[WHAT YOU ARE ASKED TO DO] Convert the items, from the line containing "Could you point to the wooden" through the final line, into a Markdown table with the columns Row and Line, one numbered row per line with blank lines left out. Omit the pictures.

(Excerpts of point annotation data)
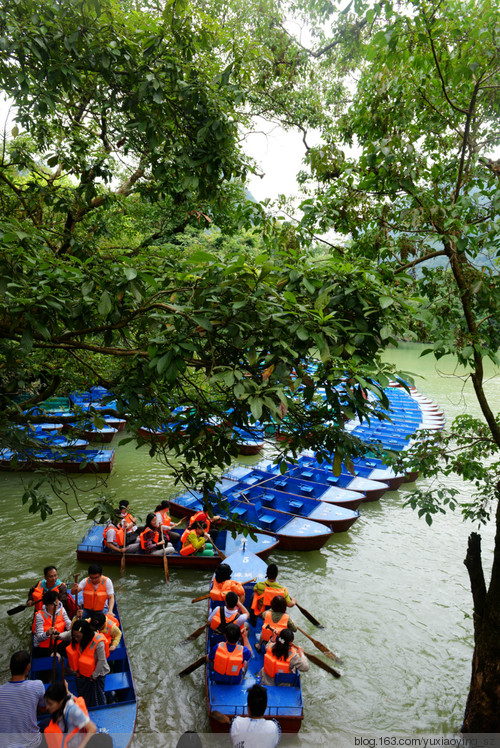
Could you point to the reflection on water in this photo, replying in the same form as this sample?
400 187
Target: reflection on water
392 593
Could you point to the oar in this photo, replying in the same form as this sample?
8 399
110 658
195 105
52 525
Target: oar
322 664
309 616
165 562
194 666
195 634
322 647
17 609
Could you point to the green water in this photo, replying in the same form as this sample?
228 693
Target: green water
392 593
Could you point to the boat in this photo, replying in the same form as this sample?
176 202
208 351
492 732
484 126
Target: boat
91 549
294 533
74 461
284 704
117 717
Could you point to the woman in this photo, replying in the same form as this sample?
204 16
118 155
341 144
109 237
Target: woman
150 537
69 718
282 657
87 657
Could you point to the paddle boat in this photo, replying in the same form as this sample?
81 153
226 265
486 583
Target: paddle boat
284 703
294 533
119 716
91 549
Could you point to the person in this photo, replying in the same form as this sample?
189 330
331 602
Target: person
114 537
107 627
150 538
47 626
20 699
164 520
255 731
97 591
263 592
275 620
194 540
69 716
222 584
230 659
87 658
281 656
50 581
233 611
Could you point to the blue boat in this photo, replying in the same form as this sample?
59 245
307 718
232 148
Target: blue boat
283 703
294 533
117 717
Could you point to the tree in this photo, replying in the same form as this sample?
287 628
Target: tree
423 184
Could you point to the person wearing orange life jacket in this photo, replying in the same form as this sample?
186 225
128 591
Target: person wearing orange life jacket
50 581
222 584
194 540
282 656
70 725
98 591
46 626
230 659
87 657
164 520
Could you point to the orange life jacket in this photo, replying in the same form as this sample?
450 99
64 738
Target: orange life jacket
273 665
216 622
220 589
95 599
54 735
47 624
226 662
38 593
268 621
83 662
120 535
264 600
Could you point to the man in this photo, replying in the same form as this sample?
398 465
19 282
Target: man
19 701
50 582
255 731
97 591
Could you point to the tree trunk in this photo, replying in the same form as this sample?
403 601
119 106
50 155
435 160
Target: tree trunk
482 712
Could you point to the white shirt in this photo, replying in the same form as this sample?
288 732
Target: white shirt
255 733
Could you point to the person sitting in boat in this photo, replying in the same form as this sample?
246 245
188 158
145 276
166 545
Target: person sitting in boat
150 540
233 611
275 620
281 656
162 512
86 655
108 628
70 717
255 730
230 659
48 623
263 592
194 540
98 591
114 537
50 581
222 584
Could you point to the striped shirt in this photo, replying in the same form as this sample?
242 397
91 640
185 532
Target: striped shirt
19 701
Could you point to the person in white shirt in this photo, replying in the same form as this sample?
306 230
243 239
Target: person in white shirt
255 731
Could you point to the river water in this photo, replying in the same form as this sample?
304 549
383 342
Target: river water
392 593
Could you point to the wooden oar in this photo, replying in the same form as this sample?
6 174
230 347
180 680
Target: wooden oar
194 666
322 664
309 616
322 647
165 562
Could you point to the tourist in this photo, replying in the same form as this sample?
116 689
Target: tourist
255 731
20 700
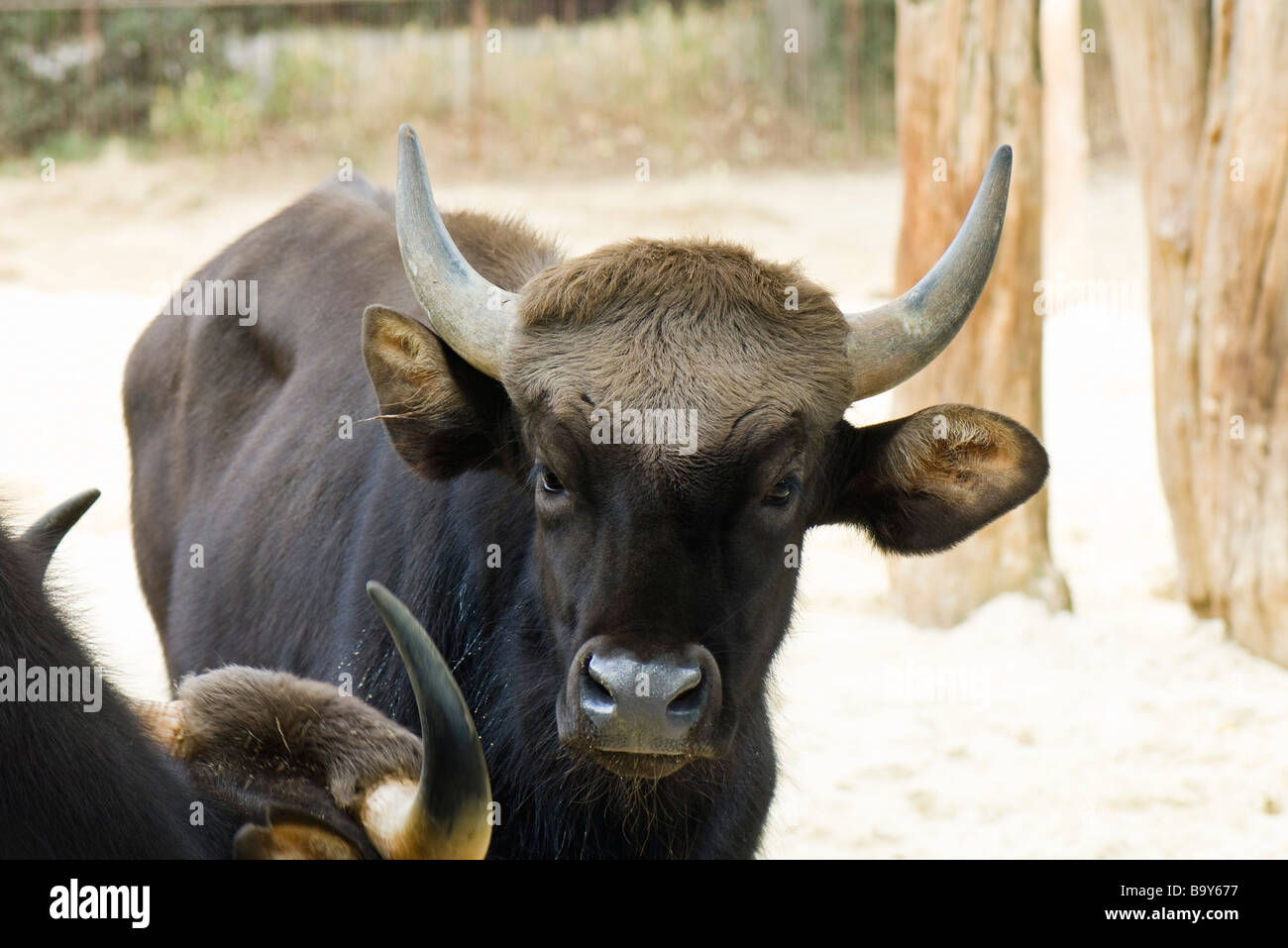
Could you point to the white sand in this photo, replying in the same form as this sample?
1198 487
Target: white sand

[RESPONSE TO THIS TASK]
| Row | Line |
|---|---|
| 1 | Could you point to the wooden oar in this photo, replying in the same form as this sample? |
| 2 | 6 174 |
| 3 | 230 347 |
| 4 | 180 680 |
| 5 | Target: wooden oar |
| 6 | 194 666 |
| 7 | 322 664 |
| 8 | 309 616 |
| 9 | 322 647 |
| 10 | 165 562 |
| 11 | Could you point to the tourist in this photo, replying in the same form as this sample? |
| 12 | 116 689 |
| 13 | Target: tourist |
| 14 | 255 731 |
| 15 | 20 700 |
| 16 | Could you point to the white sand in this photo, replying in the same form as this sample? |
| 17 | 1198 487 |
| 18 | Target: white sand |